begin

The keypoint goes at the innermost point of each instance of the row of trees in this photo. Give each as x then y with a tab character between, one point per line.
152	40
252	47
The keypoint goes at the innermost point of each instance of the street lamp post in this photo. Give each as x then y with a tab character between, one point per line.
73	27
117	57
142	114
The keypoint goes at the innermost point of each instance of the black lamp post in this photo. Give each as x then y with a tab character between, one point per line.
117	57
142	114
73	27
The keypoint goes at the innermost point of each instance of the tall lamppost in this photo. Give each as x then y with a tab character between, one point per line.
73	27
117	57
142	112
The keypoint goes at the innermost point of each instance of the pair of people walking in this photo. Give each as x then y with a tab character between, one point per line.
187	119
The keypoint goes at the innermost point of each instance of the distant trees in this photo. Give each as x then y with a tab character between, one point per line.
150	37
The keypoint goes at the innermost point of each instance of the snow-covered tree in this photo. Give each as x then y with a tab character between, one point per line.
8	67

end

## Task details
Copy all of the material above again, line for line, without changing anything.

## Correct output
The keypoint goes at the innermost point of each instance of the row of trees in this photo. Give each as x then y with a tab character between, one point per line.
152	40
252	47
The keypoint goes at the innermost point of each instance of the street lamp post in this photo. Give each as x then y with a tab character between, one point per line.
73	27
117	57
142	114
The keypoint goes at the innermost point of each instance of the black lamp post in this photo. Give each as x then y with a tab character between, one point per line.
117	57
142	114
73	27
The keypoint goes at the innermost point of each instance of the tall lamppost in this photo. Give each as x then y with a tab character between, one point per line.
73	27
117	57
142	112
The keypoint goes at the innermost point of each instance of the pair of people walking in this photo. Give each as x then y with a tab character between, one point per line.
187	119
The keypoint goes at the innermost point of each instance of the distant trees in this photo. Give each as x then y with a tab character between, one point per line.
150	37
The keypoint goes at the innermost point of each instance of the snow-covered tree in this photo. Give each as x then y with a tab character between, one point per line.
8	67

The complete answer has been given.